- [TASK PROMPT] Copy every line of the material, beginning at the line that contains "Detect the white cloud" and stopping after the line that contains "xmin=415 ymin=8 xmax=468 ymax=44". On lines made up only of box coordinates, scale each coordinate by 1.35 and round it to a whole number, with halves rounded up; leave all other lines unchanged.

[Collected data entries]

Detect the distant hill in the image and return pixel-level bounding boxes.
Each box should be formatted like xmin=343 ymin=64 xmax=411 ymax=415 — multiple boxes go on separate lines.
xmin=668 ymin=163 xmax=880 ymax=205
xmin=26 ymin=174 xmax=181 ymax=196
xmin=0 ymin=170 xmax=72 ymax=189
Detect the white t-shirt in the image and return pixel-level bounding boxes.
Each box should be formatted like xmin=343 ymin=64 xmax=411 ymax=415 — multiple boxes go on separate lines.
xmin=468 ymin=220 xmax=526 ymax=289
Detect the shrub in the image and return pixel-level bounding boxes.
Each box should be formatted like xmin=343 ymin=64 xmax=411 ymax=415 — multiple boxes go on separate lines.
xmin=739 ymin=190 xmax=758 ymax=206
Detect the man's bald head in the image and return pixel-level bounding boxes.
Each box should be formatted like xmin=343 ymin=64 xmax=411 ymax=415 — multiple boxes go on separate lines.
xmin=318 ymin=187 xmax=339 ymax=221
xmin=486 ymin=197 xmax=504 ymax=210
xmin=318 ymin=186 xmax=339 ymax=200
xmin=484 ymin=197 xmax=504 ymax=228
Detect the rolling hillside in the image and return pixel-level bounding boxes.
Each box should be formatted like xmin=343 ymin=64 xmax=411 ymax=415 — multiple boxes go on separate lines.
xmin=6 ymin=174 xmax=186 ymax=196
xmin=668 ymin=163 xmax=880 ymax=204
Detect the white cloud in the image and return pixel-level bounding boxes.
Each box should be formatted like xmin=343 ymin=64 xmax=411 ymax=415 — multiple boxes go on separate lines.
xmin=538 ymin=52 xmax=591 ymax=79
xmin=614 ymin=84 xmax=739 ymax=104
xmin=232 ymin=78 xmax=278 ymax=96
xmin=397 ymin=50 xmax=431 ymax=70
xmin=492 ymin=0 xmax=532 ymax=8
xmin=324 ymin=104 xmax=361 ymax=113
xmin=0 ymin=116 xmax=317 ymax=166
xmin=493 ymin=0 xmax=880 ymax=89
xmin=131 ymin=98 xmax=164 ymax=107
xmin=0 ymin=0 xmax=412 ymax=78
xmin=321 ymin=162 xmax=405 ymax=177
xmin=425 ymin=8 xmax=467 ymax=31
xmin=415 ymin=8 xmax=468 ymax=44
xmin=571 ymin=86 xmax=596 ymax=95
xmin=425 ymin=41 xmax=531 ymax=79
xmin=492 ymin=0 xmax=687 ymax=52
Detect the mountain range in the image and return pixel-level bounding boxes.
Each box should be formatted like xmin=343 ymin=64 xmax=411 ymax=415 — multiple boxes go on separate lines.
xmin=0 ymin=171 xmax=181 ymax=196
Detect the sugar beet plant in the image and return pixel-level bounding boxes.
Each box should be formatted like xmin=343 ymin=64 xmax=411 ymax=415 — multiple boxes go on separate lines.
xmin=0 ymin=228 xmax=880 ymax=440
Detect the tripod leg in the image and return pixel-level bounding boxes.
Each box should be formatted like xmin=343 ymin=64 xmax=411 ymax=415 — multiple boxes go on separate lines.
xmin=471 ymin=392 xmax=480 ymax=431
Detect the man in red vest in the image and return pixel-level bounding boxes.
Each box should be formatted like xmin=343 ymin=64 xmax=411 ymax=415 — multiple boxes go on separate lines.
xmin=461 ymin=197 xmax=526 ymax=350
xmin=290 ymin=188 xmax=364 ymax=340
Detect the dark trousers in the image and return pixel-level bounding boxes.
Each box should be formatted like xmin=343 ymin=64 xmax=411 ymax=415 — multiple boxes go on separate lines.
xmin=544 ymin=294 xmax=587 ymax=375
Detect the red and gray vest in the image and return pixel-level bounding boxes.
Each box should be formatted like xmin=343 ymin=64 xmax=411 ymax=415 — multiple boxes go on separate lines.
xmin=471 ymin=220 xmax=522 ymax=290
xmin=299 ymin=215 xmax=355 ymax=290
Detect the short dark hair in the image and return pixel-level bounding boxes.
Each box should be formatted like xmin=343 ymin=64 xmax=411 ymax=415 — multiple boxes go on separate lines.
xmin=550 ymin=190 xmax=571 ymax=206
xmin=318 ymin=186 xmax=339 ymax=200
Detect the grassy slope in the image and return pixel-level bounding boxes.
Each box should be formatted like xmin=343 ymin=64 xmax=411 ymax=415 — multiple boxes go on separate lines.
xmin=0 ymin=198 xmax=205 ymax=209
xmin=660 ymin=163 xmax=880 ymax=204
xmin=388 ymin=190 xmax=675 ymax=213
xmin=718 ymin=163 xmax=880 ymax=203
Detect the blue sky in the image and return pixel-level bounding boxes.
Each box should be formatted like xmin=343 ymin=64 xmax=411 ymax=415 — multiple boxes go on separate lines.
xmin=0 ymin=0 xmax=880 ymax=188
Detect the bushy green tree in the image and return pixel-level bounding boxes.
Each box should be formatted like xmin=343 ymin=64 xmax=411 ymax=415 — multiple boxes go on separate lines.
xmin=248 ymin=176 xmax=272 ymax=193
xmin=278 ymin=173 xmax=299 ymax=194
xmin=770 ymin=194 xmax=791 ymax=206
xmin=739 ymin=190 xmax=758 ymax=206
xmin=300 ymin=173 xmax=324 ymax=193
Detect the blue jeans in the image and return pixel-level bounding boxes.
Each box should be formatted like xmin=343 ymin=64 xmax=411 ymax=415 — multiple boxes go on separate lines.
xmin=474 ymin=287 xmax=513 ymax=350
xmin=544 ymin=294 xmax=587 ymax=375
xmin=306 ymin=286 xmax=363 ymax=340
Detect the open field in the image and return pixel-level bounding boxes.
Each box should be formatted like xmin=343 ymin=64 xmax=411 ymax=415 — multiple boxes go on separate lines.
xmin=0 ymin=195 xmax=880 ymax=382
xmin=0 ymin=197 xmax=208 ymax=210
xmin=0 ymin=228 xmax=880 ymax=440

- [ANSWER TO THE PROBLEM]
Detect the white cloud in the image and return pixel-level bounding boxes.
Each box should be formatted like xmin=343 ymin=64 xmax=411 ymax=415 — multiple boxes go on separate lines.
xmin=726 ymin=70 xmax=798 ymax=107
xmin=829 ymin=113 xmax=998 ymax=140
xmin=313 ymin=105 xmax=375 ymax=130
xmin=536 ymin=68 xmax=582 ymax=95
xmin=664 ymin=0 xmax=718 ymax=11
xmin=437 ymin=140 xmax=487 ymax=153
xmin=0 ymin=157 xmax=428 ymax=224
xmin=666 ymin=0 xmax=1188 ymax=120
xmin=177 ymin=132 xmax=221 ymax=144
xmin=0 ymin=0 xmax=556 ymax=105
xmin=433 ymin=219 xmax=547 ymax=239
xmin=574 ymin=11 xmax=630 ymax=42
xmin=560 ymin=11 xmax=632 ymax=59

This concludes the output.